The Accidental Short Story

A topic that's come up in my writing group is blogging. (Apparently I'm the resident "expert".) I invited one of the members, M.J. Lovgren, to try her hand at writing a blog post. Let us know what you think... 



I saw myself as a novelist, and pooh-poohed short fiction – even though I loved reading it. Then I started writing short stories by accident. Here are some of the things I learned.

Making things shorter can be difficult. As Henry David Thoreau observed, “Not that the story need be long, but it will take a long while to make it short.”

A novel, by its very nature, allows the writer more time and more room. Short stories have to entice the reader and make a point within the same rules – a beginning (inciting incident), a middle (main story), and an end (climax and denouement). They just have to do it faster.

Even the definition of what is “short” can vary.  It can be as concise as flash fiction or almost as long as a novella. I’d put Alice Munro in the second category. (And she won the Nobel Prize for short stories.) Yet, one of my favorites is “Dinosaur,” a lovely 300 word tale published by Flash Fiction Online and The Sun.

Here’s the accident part.

• Task requirements
Reproduce word for word the entire blog post on writing short stories given above.

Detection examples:

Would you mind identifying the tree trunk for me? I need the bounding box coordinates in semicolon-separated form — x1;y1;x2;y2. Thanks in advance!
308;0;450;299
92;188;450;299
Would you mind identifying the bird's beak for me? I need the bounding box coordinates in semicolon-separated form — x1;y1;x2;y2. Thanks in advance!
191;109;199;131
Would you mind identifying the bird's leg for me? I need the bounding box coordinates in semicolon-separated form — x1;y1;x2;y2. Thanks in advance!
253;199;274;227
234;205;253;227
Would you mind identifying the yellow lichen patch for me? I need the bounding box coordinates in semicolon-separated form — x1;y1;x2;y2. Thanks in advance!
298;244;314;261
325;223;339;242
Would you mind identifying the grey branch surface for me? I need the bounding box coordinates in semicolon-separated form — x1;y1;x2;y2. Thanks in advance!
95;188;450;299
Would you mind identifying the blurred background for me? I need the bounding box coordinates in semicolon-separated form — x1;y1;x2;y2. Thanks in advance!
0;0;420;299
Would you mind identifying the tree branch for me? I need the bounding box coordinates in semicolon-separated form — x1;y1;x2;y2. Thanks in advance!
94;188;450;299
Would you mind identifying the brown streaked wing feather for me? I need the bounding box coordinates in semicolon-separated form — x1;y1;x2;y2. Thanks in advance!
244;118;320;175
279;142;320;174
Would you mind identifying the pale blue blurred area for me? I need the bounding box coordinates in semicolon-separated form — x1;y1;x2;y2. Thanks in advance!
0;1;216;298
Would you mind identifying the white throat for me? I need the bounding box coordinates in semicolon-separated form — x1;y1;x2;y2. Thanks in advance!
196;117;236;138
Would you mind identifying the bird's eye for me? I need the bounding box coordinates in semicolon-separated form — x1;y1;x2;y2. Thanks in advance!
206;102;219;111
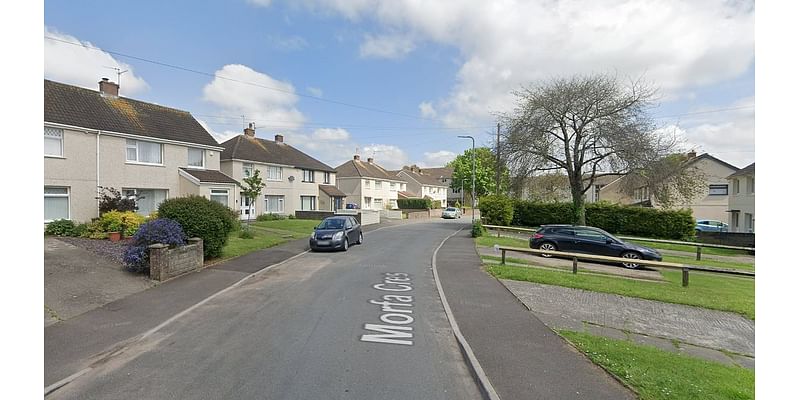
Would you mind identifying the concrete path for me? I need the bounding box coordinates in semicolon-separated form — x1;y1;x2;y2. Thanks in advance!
44;237;155;326
502;280;755;368
436;230;635;400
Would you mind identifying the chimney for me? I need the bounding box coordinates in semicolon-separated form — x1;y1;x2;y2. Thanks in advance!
244;122;256;137
97;78;119;97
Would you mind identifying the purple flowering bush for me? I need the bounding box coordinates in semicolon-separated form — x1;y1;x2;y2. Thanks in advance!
123;218;186;273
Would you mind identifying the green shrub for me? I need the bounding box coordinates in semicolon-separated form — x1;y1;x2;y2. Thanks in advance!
158;195;238;258
472;221;486;237
397;199;433;210
44;219;75;236
256;213;286;221
478;195;514;226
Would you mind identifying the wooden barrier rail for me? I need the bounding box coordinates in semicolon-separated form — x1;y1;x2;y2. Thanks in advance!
484;225;756;260
495;246;756;287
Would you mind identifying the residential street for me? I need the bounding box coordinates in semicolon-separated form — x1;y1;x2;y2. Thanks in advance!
48;219;480;399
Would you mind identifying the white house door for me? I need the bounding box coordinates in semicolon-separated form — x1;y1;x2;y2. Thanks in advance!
239;193;256;220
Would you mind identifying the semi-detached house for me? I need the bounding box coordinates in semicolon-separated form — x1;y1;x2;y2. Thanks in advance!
221;124;345;219
44;78;238;223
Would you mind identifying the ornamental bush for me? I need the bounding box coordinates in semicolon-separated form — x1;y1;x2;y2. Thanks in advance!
44;219;75;236
158;195;238;258
478;195;514;226
123;218;186;273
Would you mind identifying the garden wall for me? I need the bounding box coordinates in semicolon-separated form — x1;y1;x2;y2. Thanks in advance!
148;238;203;281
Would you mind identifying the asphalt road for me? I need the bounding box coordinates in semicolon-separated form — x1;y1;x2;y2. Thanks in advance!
53;219;480;399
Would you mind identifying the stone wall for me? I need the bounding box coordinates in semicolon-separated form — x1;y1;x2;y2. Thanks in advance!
149;238;203;281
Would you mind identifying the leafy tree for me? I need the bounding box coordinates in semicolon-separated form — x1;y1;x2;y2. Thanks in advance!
447;147;510;203
242;169;267;231
499;74;678;225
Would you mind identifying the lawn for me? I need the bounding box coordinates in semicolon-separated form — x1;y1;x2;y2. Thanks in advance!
559;331;755;400
486;264;756;319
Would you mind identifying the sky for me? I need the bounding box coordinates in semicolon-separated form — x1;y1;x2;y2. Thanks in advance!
43;0;755;169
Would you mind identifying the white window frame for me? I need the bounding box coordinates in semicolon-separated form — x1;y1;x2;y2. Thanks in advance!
125;139;164;165
186;147;206;169
44;186;72;222
44;126;64;158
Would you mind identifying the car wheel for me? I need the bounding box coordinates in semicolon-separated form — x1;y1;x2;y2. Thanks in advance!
539;242;558;257
620;251;642;269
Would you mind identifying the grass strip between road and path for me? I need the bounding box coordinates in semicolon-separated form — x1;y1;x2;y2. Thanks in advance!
484;264;756;320
558;330;755;400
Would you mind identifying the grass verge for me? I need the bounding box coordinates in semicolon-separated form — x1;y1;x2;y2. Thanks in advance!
559;330;755;400
485;264;756;320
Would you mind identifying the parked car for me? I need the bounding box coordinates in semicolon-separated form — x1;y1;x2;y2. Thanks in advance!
442;207;461;219
529;225;661;268
308;215;364;251
694;219;728;232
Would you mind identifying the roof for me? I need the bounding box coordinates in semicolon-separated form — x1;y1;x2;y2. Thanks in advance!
220;134;336;172
336;160;403;182
181;167;239;185
398;168;447;187
728;163;756;179
44;79;219;147
319;185;347;197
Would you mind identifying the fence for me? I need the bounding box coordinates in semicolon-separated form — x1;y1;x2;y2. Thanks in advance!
484;225;756;260
496;246;756;287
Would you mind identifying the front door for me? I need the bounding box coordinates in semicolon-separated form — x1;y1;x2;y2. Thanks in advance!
239;193;256;220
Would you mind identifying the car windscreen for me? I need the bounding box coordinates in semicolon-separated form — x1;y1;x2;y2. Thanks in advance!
317;218;344;229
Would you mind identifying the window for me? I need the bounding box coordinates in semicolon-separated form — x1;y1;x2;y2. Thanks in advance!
44;186;69;222
122;189;165;215
264;195;284;214
267;166;283;181
187;147;206;168
300;196;317;211
708;184;728;196
211;189;228;207
242;163;253;178
44;127;64;157
125;139;161;164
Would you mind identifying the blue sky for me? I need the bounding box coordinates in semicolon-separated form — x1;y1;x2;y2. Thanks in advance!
44;0;755;168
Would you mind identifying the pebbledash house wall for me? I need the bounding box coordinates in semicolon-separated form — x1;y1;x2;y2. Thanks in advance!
44;122;222;222
221;159;336;215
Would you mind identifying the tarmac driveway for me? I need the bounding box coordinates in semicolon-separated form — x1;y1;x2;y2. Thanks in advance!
44;237;154;327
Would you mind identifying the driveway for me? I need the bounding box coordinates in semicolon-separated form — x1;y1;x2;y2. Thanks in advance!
44;237;154;327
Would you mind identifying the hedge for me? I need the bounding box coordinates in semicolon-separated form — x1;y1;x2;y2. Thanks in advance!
512;200;695;240
397;199;433;210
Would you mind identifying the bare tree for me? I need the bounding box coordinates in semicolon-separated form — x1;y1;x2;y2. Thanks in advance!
499;74;677;225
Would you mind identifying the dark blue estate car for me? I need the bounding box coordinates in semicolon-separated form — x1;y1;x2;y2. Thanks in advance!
308;215;364;251
529;225;661;268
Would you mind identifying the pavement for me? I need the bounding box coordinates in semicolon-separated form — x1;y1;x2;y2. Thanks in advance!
436;230;636;399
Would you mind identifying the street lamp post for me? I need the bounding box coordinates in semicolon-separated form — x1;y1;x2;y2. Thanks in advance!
458;135;475;224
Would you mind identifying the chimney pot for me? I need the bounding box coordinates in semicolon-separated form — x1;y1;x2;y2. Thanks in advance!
97;78;119;97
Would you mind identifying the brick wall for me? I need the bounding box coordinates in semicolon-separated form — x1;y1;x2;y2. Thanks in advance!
149;238;203;281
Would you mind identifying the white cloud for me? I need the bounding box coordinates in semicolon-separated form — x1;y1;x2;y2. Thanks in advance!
419;101;436;118
306;86;322;97
44;26;148;96
359;35;415;59
296;0;755;125
203;64;305;134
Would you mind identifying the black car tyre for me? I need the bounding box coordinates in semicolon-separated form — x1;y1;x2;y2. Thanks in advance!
620;251;642;269
539;242;558;257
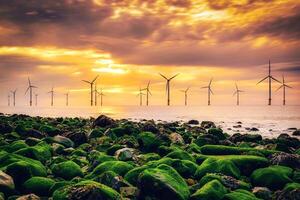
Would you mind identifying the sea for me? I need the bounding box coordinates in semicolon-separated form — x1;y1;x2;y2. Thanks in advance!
0;106;300;138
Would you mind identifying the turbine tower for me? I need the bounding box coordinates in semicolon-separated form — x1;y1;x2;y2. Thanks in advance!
34;94;38;106
25;77;37;106
233;83;244;106
180;87;190;106
10;89;17;107
82;76;98;106
65;92;69;106
256;60;281;106
7;94;10;106
202;78;214;106
97;89;105;106
137;88;145;106
48;87;54;106
143;81;152;106
160;74;179;106
276;75;292;106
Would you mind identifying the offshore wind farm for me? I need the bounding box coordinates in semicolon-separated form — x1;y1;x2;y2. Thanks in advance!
0;0;300;200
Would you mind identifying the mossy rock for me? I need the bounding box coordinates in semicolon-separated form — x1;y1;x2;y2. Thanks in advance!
191;180;227;200
200;145;277;156
0;170;15;195
223;189;261;200
23;177;55;196
90;161;133;176
251;165;293;190
138;164;190;200
52;181;121;200
195;158;241;179
207;128;226;140
166;150;196;162
198;173;251;190
52;161;83;180
137;132;161;153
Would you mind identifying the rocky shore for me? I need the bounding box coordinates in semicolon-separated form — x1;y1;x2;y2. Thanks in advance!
0;114;300;200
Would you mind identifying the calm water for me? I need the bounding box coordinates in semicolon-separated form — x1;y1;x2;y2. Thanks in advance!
0;106;300;137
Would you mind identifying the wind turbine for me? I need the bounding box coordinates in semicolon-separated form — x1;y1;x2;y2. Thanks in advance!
65;92;69;106
34;94;38;106
276;75;292;106
143;81;152;106
10;89;17;106
82;76;98;106
48;87;54;106
25;77;37;106
7;94;10;106
137;88;145;106
96;89;105;106
256;60;281;106
233;83;244;106
160;74;179;106
202;78;214;106
180;87;190;106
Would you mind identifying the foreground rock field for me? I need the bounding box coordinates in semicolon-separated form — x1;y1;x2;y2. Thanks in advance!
0;114;300;200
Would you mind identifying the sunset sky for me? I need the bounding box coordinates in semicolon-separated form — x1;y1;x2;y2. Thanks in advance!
0;0;300;106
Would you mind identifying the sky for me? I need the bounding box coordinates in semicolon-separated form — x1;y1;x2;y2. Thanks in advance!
0;0;300;106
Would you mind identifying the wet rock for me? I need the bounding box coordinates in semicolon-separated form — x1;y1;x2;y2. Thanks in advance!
63;131;87;146
188;119;199;125
252;187;272;200
93;115;115;127
201;121;216;129
270;152;300;168
169;133;184;144
16;194;41;200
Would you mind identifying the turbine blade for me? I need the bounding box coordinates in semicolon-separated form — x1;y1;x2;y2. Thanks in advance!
271;76;281;83
159;73;168;80
169;73;179;80
256;76;269;85
275;85;284;91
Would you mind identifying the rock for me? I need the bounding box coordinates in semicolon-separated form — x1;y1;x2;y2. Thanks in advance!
188;119;199;125
115;148;136;161
0;170;15;194
250;127;259;131
52;181;121;200
223;189;261;200
137;132;161;152
201;121;216;129
191;180;227;200
23;177;55;196
207;128;226;140
52;160;83;180
251;165;293;190
16;194;41;200
91;161;133;177
292;129;300;136
195;157;241;179
63;131;87;147
138;164;190;200
53;135;74;148
169;133;184;144
93;115;115;127
252;187;272;200
270;152;300;168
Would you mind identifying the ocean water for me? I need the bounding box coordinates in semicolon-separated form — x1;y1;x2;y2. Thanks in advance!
0;106;300;138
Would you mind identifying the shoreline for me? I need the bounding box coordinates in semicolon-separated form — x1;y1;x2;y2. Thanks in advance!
0;114;300;200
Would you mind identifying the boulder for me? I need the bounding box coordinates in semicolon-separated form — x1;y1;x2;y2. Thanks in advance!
52;160;83;180
251;165;293;190
23;177;55;196
138;164;190;200
92;115;115;127
190;180;227;200
52;181;121;200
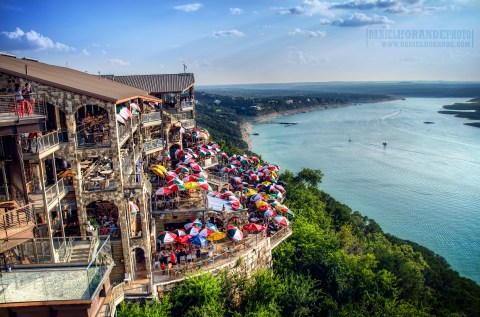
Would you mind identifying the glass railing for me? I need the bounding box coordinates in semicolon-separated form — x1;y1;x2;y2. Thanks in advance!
0;237;113;303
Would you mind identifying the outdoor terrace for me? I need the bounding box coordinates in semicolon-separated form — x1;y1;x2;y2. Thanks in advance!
0;237;114;304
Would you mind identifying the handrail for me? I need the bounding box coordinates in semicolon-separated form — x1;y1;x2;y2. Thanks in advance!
105;282;125;317
21;130;60;153
143;139;165;152
142;112;162;124
0;93;46;119
0;203;36;238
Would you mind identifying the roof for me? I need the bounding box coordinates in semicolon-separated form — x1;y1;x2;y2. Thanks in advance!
0;55;160;103
103;73;195;94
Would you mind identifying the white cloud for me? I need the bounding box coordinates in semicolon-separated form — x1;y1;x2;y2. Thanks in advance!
280;0;334;16
230;8;243;15
1;28;75;52
108;58;130;66
331;12;394;27
173;3;203;12
212;29;245;37
288;50;329;65
288;28;327;39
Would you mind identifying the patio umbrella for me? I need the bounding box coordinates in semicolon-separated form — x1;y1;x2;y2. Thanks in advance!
207;231;227;241
274;216;289;227
198;228;215;238
157;231;177;244
185;226;200;237
155;187;173;195
128;201;140;215
172;229;186;237
183;182;200;189
243;223;263;231
168;184;185;192
190;236;208;247
176;234;193;244
227;225;243;241
205;222;218;232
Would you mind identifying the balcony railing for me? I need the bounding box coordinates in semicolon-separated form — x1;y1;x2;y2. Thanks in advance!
77;130;111;148
0;204;36;239
142;112;162;124
143;139;165;153
0;237;113;303
0;94;46;120
21;130;61;154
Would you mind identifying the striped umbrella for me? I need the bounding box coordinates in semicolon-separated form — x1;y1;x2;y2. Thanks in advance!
157;231;177;244
198;228;215;238
190;236;208;247
185;226;200;237
172;229;186;237
227;225;243;241
177;234;193;244
274;216;289;227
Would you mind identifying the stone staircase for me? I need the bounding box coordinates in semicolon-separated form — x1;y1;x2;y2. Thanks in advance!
70;242;90;263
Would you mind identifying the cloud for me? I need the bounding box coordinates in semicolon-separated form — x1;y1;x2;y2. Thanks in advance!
280;0;334;16
173;3;203;12
0;28;75;52
288;50;329;65
212;29;245;37
230;8;243;15
108;58;130;66
331;12;394;27
288;28;327;39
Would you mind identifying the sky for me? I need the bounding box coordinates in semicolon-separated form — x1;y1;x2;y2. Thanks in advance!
0;0;480;85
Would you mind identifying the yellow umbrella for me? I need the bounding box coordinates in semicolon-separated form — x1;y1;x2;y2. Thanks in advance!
183;182;200;189
207;231;227;241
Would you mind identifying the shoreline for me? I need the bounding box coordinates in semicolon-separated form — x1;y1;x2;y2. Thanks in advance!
240;103;360;151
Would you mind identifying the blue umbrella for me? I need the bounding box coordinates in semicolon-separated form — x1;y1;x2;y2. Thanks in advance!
205;222;218;232
190;236;208;247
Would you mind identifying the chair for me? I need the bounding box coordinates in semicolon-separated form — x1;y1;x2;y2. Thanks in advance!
123;272;132;285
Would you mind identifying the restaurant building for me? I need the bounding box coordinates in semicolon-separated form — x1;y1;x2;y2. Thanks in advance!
0;55;291;317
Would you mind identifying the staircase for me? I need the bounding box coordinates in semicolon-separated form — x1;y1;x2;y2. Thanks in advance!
69;242;90;263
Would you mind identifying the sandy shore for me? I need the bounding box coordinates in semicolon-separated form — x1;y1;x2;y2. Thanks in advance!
240;104;352;150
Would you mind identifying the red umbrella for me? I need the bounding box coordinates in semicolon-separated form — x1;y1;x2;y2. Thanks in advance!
176;234;193;244
243;223;263;231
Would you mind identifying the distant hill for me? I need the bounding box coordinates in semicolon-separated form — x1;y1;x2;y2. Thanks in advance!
197;81;480;97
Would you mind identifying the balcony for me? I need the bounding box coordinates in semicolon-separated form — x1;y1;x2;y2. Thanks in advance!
143;139;165;154
0;237;113;303
0;94;46;123
142;112;162;127
0;202;35;239
28;177;68;211
77;130;111;148
21;130;63;160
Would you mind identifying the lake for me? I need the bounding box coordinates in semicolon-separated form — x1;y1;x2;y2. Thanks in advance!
251;98;480;283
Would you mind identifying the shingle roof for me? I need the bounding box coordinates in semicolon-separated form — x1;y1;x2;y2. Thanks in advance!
0;55;159;103
103;73;195;94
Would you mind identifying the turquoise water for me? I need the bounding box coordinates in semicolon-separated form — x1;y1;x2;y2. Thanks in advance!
251;98;480;283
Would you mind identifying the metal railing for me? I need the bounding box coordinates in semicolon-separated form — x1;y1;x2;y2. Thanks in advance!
142;112;162;124
143;139;165;152
21;130;60;154
0;94;46;120
0;204;36;238
45;178;68;206
77;130;112;148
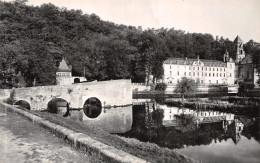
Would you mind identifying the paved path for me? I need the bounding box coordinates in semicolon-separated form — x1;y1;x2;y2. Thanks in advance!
0;108;97;163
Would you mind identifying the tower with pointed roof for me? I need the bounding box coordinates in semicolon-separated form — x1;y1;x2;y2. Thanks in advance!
56;58;87;85
233;36;245;63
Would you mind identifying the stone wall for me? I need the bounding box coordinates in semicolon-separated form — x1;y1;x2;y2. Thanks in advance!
0;80;132;110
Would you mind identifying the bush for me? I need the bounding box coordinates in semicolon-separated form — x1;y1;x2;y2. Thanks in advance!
155;83;167;91
4;89;15;105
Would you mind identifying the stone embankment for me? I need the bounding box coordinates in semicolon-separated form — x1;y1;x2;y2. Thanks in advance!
0;102;148;163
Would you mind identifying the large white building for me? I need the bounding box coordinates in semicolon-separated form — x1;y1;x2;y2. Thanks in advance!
163;52;235;85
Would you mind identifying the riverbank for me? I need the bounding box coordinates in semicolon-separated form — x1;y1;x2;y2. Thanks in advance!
1;104;196;162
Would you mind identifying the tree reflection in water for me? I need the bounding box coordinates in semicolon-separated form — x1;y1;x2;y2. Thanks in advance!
123;103;259;149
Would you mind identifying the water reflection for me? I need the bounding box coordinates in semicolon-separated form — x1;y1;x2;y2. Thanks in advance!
123;102;260;149
82;106;133;133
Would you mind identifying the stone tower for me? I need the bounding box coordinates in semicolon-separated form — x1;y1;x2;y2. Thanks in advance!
233;36;245;63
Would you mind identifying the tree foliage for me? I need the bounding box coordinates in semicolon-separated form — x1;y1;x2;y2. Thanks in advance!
0;0;249;85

• Exercise response
The Accidental Short Story

A topic that's come up in my writing group is blogging. (Apparently I'm the resident "expert".) I invited one of the members, M.J. Lovgren, to try her hand at writing a blog post. Let us know what you think... 



I saw myself as a novelist, and pooh-poohed short fiction – even though I loved reading it. Then I started writing short stories by accident. Here are some of the things I learned.

Making things shorter can be difficult. As Henry David Thoreau observed, “Not that the story need be long, but it will take a long while to make it short.”

A novel, by its very nature, allows the writer more time and more room. Short stories have to entice the reader and make a point within the same rules – a beginning (inciting incident), a middle (main story), and an end (climax and denouement). They just have to do it faster.

Even the definition of what is “short” can vary.  It can be as concise as flash fiction or almost as long as a novella. I’d put Alice Munro in the second category. (And she won the Nobel Prize for short stories.) Yet, one of my favorites is “Dinosaur,” a lovely 300 word tale published by Flash Fiction Online and The Sun.

Here’s the accident part.